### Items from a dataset
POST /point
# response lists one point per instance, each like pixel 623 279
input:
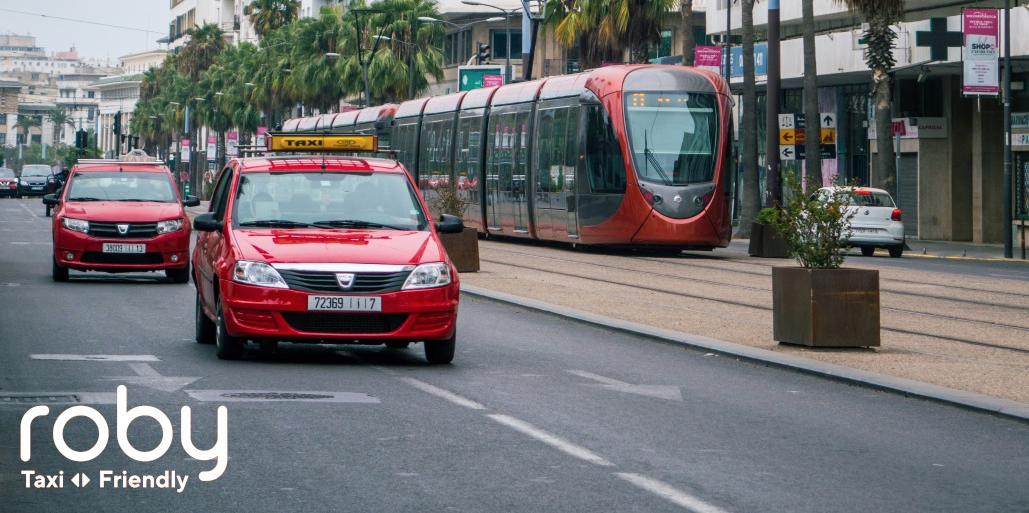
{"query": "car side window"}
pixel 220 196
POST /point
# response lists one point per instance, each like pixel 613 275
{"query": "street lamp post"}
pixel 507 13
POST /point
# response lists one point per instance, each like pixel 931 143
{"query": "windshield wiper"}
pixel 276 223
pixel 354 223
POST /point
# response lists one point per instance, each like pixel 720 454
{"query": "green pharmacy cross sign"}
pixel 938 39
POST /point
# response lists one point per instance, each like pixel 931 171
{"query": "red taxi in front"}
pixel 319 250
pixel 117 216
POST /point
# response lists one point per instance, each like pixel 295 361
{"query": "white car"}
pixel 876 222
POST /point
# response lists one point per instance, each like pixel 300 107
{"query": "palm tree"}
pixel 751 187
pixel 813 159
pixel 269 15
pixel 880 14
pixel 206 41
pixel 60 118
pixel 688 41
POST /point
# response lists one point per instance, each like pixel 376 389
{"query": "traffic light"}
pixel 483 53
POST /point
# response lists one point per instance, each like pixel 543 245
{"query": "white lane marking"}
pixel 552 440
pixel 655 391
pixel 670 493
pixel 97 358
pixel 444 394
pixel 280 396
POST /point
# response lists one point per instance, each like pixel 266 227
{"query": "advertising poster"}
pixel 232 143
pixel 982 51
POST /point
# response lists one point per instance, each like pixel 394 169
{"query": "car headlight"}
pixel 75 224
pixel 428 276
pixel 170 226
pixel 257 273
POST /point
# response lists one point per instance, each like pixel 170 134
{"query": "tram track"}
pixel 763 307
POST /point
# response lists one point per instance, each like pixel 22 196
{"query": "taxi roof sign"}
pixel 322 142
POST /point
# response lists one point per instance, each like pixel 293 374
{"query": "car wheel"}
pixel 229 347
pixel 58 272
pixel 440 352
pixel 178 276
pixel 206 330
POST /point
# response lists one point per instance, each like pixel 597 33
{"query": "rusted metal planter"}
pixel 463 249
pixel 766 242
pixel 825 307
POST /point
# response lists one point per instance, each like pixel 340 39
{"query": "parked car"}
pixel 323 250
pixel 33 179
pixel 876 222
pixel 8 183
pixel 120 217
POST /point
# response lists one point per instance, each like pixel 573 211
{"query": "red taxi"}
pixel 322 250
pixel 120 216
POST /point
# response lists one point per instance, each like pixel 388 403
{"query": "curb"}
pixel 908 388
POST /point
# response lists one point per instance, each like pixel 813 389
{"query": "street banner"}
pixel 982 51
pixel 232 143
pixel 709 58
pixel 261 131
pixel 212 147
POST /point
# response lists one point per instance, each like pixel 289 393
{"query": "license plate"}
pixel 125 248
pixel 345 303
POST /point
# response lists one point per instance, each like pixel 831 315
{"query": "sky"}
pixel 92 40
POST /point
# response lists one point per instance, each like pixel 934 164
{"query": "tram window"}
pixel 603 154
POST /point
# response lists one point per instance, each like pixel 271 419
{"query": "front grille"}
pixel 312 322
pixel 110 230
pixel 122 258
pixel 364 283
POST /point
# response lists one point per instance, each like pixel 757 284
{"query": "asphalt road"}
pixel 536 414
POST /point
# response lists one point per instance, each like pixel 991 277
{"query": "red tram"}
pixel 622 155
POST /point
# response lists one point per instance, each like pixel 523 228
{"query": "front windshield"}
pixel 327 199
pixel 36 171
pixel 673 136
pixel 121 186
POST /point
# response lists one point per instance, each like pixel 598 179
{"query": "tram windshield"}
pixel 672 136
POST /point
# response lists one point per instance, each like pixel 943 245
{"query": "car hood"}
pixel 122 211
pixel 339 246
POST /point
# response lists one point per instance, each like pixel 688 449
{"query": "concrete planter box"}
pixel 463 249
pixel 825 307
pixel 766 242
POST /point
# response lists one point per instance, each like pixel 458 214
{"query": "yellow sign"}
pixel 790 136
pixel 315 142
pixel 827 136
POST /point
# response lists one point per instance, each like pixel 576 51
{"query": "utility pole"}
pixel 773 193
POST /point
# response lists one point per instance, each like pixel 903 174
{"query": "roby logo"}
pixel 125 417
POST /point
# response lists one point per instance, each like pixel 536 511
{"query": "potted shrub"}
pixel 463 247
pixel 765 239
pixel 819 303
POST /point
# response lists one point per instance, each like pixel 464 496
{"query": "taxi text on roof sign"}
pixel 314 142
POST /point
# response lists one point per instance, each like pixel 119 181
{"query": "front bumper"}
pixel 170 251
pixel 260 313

### Exercise directions
Your reply should be the entries above, repeated exactly and free of pictures.

### Exercise answer
POST /point
# response lists one point per instance, each like pixel 623 279
input:
{"query": "car side window"}
pixel 220 196
POST /point
# response lists one point per instance, each like pixel 613 275
{"query": "street lamp post"}
pixel 507 13
POST /point
# response lists one point per instance, each like pixel 931 143
{"query": "windshield wiper"}
pixel 276 223
pixel 354 223
POST /point
# response lists one point per instance, each like pixel 720 454
{"query": "green pharmacy cross sign"}
pixel 938 39
POST /point
# response lists one point per instance, each like pixel 931 171
{"query": "red taxi in front"}
pixel 319 250
pixel 117 216
POST /point
# response lists one point per instance, each like pixel 295 361
{"query": "white car"}
pixel 876 222
POST /point
# response lists one point per instance, each like pixel 300 107
{"query": "palm tree"}
pixel 751 187
pixel 813 159
pixel 269 15
pixel 880 14
pixel 206 41
pixel 60 118
pixel 688 41
POST /point
# response lists one point per instance, each like pixel 376 389
{"query": "traffic light"}
pixel 483 53
POST /point
# response lists one point per instance, each like pixel 543 245
{"query": "white lane marking"}
pixel 552 440
pixel 655 391
pixel 670 493
pixel 97 358
pixel 444 394
pixel 280 396
POST /point
# response lists one point per instance, each like pixel 266 227
{"query": "advertising poster"}
pixel 232 143
pixel 982 51
POST /point
# response lists one point per instance, each like pixel 394 169
{"query": "car headlight"}
pixel 75 224
pixel 428 276
pixel 170 226
pixel 257 273
POST /point
# response lists one point per instance, each like pixel 170 134
{"query": "tram track"}
pixel 763 307
POST /point
# response lists one point per instance, each like pixel 22 196
{"query": "taxi roof sign"}
pixel 322 142
POST /point
# response lists one point per instance, each like pixel 293 374
{"query": "car wheel"}
pixel 229 347
pixel 58 272
pixel 440 352
pixel 178 276
pixel 206 330
POST /point
# response lists one point per instance, each like pixel 597 33
{"query": "rusted metal planter"}
pixel 463 249
pixel 766 242
pixel 825 307
POST /point
# response lists one point per instance, each like pixel 340 39
{"query": "parked car"}
pixel 323 250
pixel 33 179
pixel 876 222
pixel 8 183
pixel 120 217
POST /point
# response lists one point per instance, each like pixel 573 211
{"query": "red taxi"}
pixel 322 250
pixel 120 216
POST /point
# response lists one point per instance, each like pixel 388 403
{"query": "curb"}
pixel 908 388
POST /point
# response lists one point per instance, each like pixel 813 389
{"query": "street banner"}
pixel 982 51
pixel 232 143
pixel 709 58
pixel 261 131
pixel 212 147
POST /point
# response lists one point per instance, each like pixel 289 393
{"query": "license plate"}
pixel 125 248
pixel 345 303
POST /point
# response lists one point per instance, each like pixel 831 315
{"query": "sky"}
pixel 92 40
POST /point
# response lists one point per instance, each like pixel 934 164
{"query": "tram window"}
pixel 603 154
POST /point
# response lists one point per instance, each like pixel 271 419
{"query": "front grille"}
pixel 312 322
pixel 110 230
pixel 122 258
pixel 364 283
POST /point
# response lists one point per instance, each like pixel 757 284
{"query": "asphalt road"}
pixel 536 414
POST /point
# response lists one point per instance, each like pixel 991 277
{"query": "red tram"}
pixel 622 155
POST /point
# response lists one point per instance, each like pixel 523 228
{"query": "front windshield"}
pixel 327 199
pixel 36 171
pixel 673 136
pixel 121 186
POST /point
# response lists one point per instance, each like pixel 598 179
{"query": "tram windshield"}
pixel 672 136
POST /point
# response lists one point per instance, each like pixel 943 245
{"query": "car hood"}
pixel 122 211
pixel 339 246
POST /point
# response lists one point per instance, each like pixel 688 449
{"query": "concrete planter box"}
pixel 463 249
pixel 825 307
pixel 766 242
POST /point
# response lists one point per instance, each like pixel 458 214
{"query": "yellow sign"}
pixel 790 136
pixel 315 142
pixel 827 136
POST /point
# response lists one point per instance, each like pixel 576 51
{"query": "utility pole"}
pixel 773 193
POST /point
# response lists one point per instance, each like pixel 903 174
{"query": "roby logo"}
pixel 125 417
POST /point
# response lists one point per instance, each like pixel 536 511
{"query": "potted shrub"}
pixel 463 247
pixel 765 239
pixel 819 303
POST /point
# response lists one point per instance, each like pixel 464 496
{"query": "taxi text on roof sign"}
pixel 314 142
POST /point
# response lists one point per instance, each like pixel 119 181
{"query": "front bumper"}
pixel 170 251
pixel 260 313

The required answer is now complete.